(Rows from a segmentation dataset)
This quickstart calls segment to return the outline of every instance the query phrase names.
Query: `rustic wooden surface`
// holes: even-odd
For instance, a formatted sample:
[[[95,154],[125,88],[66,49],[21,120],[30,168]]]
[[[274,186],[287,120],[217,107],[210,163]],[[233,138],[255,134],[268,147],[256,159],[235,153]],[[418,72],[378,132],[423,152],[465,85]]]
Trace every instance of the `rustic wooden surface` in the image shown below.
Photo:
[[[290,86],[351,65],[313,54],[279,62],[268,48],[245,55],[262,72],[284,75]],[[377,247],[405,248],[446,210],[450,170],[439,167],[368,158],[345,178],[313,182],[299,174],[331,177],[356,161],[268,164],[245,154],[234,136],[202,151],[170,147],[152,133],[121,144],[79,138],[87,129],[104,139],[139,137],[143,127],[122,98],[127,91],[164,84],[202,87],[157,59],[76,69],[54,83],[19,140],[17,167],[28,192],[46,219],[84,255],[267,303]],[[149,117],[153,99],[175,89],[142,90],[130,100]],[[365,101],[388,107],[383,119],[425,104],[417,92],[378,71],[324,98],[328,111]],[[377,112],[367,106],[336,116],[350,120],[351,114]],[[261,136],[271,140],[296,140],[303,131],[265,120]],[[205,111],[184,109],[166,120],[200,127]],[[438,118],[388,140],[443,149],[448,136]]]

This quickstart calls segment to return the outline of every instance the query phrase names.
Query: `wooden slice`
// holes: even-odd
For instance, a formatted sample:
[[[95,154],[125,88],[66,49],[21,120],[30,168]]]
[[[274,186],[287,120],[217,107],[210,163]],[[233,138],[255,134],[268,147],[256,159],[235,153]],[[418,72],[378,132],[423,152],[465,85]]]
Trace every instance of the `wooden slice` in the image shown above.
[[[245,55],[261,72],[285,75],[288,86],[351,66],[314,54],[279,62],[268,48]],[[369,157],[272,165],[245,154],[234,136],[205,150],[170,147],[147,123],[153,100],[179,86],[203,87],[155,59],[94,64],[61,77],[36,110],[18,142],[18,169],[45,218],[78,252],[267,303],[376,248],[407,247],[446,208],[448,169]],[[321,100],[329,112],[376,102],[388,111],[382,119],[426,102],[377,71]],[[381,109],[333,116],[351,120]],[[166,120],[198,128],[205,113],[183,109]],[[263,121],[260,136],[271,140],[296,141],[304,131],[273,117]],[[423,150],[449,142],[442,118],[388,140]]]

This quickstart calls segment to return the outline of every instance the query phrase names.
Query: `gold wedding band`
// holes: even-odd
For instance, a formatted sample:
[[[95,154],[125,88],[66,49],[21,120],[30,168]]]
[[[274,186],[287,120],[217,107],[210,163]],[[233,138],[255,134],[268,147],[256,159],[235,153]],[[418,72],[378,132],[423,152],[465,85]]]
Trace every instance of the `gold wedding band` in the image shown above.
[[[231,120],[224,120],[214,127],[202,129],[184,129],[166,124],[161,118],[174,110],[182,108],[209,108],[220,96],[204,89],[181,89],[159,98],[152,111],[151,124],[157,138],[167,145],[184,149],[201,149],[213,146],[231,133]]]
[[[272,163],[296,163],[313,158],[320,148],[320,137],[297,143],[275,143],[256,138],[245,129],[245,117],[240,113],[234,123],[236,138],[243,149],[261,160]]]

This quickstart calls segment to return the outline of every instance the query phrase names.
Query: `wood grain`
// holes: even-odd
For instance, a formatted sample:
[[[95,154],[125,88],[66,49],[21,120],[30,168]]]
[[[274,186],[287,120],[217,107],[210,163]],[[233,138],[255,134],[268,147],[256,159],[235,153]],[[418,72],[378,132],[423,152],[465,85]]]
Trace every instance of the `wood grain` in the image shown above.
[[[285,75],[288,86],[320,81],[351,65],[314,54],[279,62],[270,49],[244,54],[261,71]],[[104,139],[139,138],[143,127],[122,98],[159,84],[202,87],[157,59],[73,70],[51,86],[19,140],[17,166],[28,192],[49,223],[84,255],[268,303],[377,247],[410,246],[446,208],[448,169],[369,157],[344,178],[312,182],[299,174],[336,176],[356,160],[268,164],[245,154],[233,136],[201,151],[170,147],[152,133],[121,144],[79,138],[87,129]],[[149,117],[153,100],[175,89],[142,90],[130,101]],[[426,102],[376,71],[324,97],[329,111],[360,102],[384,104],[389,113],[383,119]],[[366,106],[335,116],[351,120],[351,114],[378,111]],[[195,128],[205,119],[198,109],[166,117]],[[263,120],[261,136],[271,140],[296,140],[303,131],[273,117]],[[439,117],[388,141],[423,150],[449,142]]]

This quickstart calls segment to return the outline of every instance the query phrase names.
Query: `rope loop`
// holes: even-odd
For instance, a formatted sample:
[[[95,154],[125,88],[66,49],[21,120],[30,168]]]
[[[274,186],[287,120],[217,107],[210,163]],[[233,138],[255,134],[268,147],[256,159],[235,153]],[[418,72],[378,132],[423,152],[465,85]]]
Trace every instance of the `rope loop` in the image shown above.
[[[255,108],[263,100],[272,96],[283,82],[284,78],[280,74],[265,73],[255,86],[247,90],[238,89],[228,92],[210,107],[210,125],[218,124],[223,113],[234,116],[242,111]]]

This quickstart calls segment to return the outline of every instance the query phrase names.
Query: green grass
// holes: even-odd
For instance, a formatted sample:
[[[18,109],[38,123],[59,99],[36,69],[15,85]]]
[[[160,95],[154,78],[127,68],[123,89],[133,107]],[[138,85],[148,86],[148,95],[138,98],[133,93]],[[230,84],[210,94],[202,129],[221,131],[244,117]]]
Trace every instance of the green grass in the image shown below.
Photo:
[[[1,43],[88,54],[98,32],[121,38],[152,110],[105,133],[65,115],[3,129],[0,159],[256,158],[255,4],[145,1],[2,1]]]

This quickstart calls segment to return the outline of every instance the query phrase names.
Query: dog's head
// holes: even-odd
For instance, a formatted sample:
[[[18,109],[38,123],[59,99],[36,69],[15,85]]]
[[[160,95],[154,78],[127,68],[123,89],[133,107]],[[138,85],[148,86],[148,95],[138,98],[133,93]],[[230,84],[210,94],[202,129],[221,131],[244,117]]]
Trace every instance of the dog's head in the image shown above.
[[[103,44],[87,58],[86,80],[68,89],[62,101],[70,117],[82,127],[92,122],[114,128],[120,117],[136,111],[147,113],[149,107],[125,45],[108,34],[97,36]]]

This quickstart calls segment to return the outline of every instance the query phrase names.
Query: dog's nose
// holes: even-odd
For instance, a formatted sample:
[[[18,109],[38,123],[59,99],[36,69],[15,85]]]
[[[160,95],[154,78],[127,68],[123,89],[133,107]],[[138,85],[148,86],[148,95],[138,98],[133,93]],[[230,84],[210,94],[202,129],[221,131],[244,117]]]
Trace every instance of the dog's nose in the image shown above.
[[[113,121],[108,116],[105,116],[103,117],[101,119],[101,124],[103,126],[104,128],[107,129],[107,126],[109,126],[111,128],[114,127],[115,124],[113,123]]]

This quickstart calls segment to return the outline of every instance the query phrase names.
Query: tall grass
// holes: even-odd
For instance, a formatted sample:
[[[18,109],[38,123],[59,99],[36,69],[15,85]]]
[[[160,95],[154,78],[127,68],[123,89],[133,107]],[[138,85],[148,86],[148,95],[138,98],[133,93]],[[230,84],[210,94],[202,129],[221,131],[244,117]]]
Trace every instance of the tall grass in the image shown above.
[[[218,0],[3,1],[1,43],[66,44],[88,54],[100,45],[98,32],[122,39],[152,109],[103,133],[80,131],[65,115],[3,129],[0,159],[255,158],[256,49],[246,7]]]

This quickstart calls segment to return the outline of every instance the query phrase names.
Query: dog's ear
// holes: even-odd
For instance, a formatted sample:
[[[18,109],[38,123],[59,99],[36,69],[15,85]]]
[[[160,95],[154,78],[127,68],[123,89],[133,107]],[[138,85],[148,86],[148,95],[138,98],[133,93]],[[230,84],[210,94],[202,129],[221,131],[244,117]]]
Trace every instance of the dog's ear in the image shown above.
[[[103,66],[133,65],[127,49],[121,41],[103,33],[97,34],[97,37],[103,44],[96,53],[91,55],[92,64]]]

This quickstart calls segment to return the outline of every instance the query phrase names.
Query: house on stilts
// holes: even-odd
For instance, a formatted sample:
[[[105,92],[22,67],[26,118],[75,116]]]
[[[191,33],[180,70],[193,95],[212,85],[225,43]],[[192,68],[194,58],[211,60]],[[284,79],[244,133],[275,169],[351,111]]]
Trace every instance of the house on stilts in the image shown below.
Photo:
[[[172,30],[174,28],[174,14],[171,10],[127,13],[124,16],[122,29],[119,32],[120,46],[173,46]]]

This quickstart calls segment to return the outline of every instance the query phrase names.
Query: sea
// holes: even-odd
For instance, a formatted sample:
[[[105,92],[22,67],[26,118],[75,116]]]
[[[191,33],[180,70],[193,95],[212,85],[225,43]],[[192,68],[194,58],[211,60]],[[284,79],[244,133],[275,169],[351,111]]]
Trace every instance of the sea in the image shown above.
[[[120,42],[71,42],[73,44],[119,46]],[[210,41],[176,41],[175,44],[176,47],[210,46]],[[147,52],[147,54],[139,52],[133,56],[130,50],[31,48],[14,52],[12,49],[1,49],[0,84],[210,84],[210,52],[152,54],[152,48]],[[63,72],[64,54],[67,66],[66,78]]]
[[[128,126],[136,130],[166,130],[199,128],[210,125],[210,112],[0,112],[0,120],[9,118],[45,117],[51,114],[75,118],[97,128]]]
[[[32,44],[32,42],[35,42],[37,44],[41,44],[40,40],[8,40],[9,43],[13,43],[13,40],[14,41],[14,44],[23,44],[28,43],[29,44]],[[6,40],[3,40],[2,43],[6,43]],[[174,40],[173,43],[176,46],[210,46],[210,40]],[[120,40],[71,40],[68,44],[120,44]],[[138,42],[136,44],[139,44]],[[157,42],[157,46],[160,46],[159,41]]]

DIRECTIONS FOR THIS TASK: Give only the number of preceding lines that contain the string "above". Case counts.

EXERCISE RESULT: 9